[[ Listed records open ]]
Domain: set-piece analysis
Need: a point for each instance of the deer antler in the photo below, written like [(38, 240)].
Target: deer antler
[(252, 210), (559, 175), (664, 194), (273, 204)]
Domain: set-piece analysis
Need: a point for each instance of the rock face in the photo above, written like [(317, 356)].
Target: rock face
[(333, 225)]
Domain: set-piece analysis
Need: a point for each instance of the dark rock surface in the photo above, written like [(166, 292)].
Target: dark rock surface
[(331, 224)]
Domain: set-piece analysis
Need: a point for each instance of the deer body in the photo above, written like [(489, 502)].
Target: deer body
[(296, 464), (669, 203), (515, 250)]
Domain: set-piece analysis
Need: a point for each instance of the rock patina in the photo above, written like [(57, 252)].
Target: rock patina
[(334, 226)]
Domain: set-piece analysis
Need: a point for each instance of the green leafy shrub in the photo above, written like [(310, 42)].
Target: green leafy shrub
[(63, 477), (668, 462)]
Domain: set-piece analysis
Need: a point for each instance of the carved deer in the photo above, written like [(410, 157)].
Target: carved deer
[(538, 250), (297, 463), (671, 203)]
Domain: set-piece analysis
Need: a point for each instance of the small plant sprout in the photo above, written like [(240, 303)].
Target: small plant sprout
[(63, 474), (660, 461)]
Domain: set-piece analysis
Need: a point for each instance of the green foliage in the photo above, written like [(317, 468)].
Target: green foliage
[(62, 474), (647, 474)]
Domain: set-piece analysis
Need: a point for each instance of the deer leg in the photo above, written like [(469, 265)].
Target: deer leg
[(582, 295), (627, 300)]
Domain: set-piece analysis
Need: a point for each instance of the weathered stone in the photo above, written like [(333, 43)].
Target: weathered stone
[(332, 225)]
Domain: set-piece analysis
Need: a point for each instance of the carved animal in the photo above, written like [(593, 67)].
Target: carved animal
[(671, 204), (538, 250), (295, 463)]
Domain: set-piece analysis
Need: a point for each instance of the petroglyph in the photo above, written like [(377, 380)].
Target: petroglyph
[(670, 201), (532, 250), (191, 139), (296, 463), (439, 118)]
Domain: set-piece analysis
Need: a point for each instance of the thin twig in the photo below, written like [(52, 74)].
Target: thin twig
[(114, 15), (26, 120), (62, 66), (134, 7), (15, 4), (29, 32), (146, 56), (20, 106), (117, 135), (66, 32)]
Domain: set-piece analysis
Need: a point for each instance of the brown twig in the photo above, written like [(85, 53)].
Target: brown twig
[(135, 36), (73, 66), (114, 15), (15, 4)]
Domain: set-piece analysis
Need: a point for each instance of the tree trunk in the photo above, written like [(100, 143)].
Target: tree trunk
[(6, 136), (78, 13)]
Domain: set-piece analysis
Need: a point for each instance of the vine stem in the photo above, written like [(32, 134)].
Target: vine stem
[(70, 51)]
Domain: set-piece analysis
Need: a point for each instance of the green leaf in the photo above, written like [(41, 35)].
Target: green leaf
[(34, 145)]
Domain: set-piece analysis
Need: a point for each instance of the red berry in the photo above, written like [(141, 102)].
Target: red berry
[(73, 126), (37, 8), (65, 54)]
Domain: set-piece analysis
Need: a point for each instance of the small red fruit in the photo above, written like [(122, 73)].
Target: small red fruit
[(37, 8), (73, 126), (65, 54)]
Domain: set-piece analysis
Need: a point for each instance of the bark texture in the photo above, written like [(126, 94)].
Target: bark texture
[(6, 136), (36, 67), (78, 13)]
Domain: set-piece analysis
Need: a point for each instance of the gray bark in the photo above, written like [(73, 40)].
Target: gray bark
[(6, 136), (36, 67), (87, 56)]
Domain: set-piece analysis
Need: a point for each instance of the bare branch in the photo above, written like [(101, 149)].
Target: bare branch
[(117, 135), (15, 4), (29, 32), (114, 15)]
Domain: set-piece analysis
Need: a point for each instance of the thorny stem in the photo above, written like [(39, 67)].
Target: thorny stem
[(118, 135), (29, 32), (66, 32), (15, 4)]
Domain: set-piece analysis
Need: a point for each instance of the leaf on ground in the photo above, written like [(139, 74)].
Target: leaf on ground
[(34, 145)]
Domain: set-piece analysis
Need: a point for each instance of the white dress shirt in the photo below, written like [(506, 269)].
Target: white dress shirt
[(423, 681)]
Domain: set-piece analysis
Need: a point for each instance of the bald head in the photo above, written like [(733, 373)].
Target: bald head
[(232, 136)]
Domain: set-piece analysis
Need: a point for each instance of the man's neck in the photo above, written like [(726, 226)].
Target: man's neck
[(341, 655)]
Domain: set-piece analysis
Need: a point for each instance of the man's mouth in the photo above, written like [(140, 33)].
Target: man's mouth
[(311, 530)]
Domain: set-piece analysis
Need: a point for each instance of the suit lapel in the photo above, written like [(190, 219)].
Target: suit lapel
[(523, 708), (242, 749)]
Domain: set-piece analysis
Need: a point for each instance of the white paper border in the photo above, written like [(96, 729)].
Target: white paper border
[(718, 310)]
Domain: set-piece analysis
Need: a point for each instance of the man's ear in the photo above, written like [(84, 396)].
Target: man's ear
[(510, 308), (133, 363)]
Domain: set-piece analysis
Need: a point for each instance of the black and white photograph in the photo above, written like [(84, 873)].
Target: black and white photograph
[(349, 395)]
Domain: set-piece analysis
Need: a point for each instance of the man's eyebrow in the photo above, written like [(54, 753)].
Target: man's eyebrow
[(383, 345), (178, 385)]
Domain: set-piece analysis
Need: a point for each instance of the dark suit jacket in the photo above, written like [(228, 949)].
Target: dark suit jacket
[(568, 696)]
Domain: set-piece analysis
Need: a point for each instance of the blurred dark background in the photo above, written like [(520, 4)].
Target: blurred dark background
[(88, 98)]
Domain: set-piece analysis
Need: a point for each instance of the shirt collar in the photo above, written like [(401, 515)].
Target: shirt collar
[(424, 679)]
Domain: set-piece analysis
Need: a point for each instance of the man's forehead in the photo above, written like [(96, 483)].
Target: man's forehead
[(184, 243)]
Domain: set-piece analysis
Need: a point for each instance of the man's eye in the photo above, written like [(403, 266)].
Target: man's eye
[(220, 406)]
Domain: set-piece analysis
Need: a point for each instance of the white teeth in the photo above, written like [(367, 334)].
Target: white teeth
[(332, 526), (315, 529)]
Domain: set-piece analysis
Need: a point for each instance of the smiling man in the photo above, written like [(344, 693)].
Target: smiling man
[[ Listed records closed ]]
> **Activity**: Given the listing above, print all of it word for word.

> **Result of the exercise**:
Domain: set-piece analysis
Need: a point for each instance of the deer antler in the photo below, written like [(38, 240)].
Target: deer antler
[(252, 210), (559, 175), (664, 194), (273, 204)]
Domain: set-piece analysis
Need: a point for each instance of the rock face in the photo above, written like [(317, 356)].
Target: rock face
[(333, 225)]
Domain: set-piece analysis
Need: a point for each instance of the dark rock surface in the photo above, written like [(166, 292)].
Target: dark rock surface
[(331, 224)]
Domain: set-piece analysis
Need: a point for each instance of the deer body in the photo above, written like [(489, 502)].
Target: deer body
[(296, 464), (669, 203), (515, 250)]
Domain: set-piece analysis
Need: a point for each instance of the rock patina in the photo above, written like [(57, 252)].
Target: rock patina
[(334, 226)]
Domain: set-piece analysis
Need: a point for each instance of the green leafy shrub in the photo above, written like [(310, 42)].
Target: green leafy shrub
[(63, 477), (668, 462)]
Domain: set-piece analysis
Need: a point for each instance of the carved deer in the photo above, written like [(410, 157)].
Target: carved deer
[(538, 250), (297, 463), (671, 203)]
Domain: set-piece analysis
Need: a point for each instance of the small plant sprout in the photo above, written like [(240, 303)].
Target: small plant sprout
[(63, 474), (660, 461)]
Domain: set-piece analysis
Need: a point for each instance of the green foliage in the photo above, written like [(317, 468)].
Target: green foliage
[(62, 474), (647, 474)]
Domain: set-piece analysis
Need: a point for each instance of the deer leg in the photo above, written like [(469, 265)].
Target: deer leg
[(582, 295), (627, 300)]
Domain: set-piece analysis
Need: a point for each instance of the weathered stone in the photo above, written like [(333, 43)].
Target: weathered stone
[(332, 225)]
Domain: set-piece analysis
Need: a point for each instance of the carved animal in the photo above, written like [(593, 67)].
Target: carved animal
[(671, 204), (538, 250), (295, 463)]
Domain: set-piece analysis
Need: a point for each instance of the petroglyph in the photo above, written like [(377, 380)].
Target: petroglyph
[(670, 201), (532, 250), (191, 139), (296, 463), (439, 118)]
Domain: set-piece analysis
Need: a point for each instance of the thin twig in the photo below, written like [(52, 74)].
Target: thin twig
[(114, 15), (26, 120), (62, 66), (134, 7), (15, 4), (29, 32), (146, 56), (20, 106), (117, 135), (66, 32)]
Domain: set-piece analysis
Need: a point for each instance of the brown twig in the photo above, written like [(85, 53)].
Target: brown twig
[(135, 36), (73, 66), (114, 15), (15, 4)]
Domain: set-piece analysis
Need: a point for each instance of the tree trunk in the photo above, written like [(100, 143)].
Target: tree trunk
[(6, 136), (78, 13)]
Domain: set-piece analysis
Need: a point for each instance of the vine stem in the photo above, written like [(32, 134)].
Target: vine stem
[(70, 51)]
Domain: set-piece analysis
Need: a point for each instance of the green leaf in the photo above, written like [(41, 35)].
Target: green leaf
[(34, 145)]
Domain: set-piece analysis
Need: a point for each instance of the red berry in the photo above, written like [(141, 102)].
Target: red berry
[(73, 126), (37, 8), (65, 54)]
Domain: set-piece analysis
Need: a point for each instance of the small red fruit in the photo above, written like [(122, 73)].
Target: small red fruit
[(37, 8), (73, 126), (65, 54)]
Domain: set-piece analysis
Need: a point for each instance of the bark texture in the photo above, written like [(126, 94)].
Target: bark texture
[(6, 136), (36, 67), (78, 13)]
Domain: set-piece analysis
Need: a point for each instance of the gray bark in the photo above, written like [(73, 40)].
Target: gray bark
[(6, 136), (36, 67), (87, 56)]
Domain: set-piece analysis
Need: a point for each instance of the bare branch in the photo above, written like [(101, 149)].
Target: bare branch
[(117, 135), (15, 4), (29, 32), (114, 15)]
Domain: set-piece analysis
Need: a point for each instance of the thorny stem in the photo above, written like [(39, 67)].
Target: thorny stem
[(118, 135), (29, 32), (66, 32), (15, 4)]
Domain: set-piece analysis
Need: a point for each instance of the leaf on ground in the photo above, written like [(139, 74)].
Target: leaf on ground
[(34, 145)]
Domain: set-piece analysis
Need: a point for each instance of the white dress shirt in the photo below, written like [(506, 269)].
Target: white dress shirt
[(423, 681)]
Domain: set-piece analysis
Need: a point for each instance of the bald head in the photo above, written like [(733, 373)].
Target: bald head
[(232, 136)]
Domain: set-piece analysis
Need: a point for each instance of the man's neck in the photo above, written like [(726, 226)].
Target: man's neck
[(341, 655)]
Domain: set-piece analysis
Need: a point for each instance of the man's mouth in the photo above, written like [(140, 33)].
Target: man's mouth
[(311, 530)]
Domain: set-piece analysis
Need: a point for each instance of the suit lapel in the photo above, written like [(190, 219)].
Target: suit lapel
[(523, 708), (242, 749)]
Domain: set-piece analysis
Need: a point for each instance of the white paper border in the photo above, written like [(96, 729)].
Target: white paper border
[(718, 310)]
Domain: set-piece analysis
Need: a point for each instance of the man's ear in the photo above, written like [(84, 396)].
Target: man's ear
[(510, 308), (133, 363)]
Domain: set-piece analysis
Need: a point for each instance of the black and white photograph in the photo above, written like [(84, 873)].
Target: black and white photograph
[(349, 395)]
Domain: set-piece analysis
Need: a point for each instance of the man's eyebrow in the photo above, written like [(54, 753)].
Target: man's eyebrow
[(383, 345), (178, 385)]
Domain: set-piece analysis
Need: a point for each instance of the dark suit jacket in the photo above, written like [(228, 949)].
Target: dark suit jacket
[(568, 696)]
Domain: set-piece analysis
Need: a point for each instance of the blurred dark background in the photo above, written like [(520, 4)].
Target: blurred dark background
[(88, 98)]
Domain: set-piece analysis
Need: a point for each instance of the shirt collar in the photo above, written like [(401, 515)].
Target: shirt collar
[(424, 679)]
Domain: set-piece analysis
Need: a point for each instance of the man's forehead in the photo above, written like [(96, 483)].
Target: man's forehead
[(184, 243)]
Domain: set-piece analysis
Need: a point for each instance of the man's eye in the photo above, written like [(403, 266)].
Target: man's eye
[(220, 406)]
Domain: set-piece analysis
Need: a point for each instance of the white teeth in the photo above, written like [(367, 334)].
Target: white teeth
[(332, 526), (315, 529)]
Domain: set-piece analysis
Need: a point for each instance of the smiling man in the photo above, written like [(344, 693)].
Target: smiling man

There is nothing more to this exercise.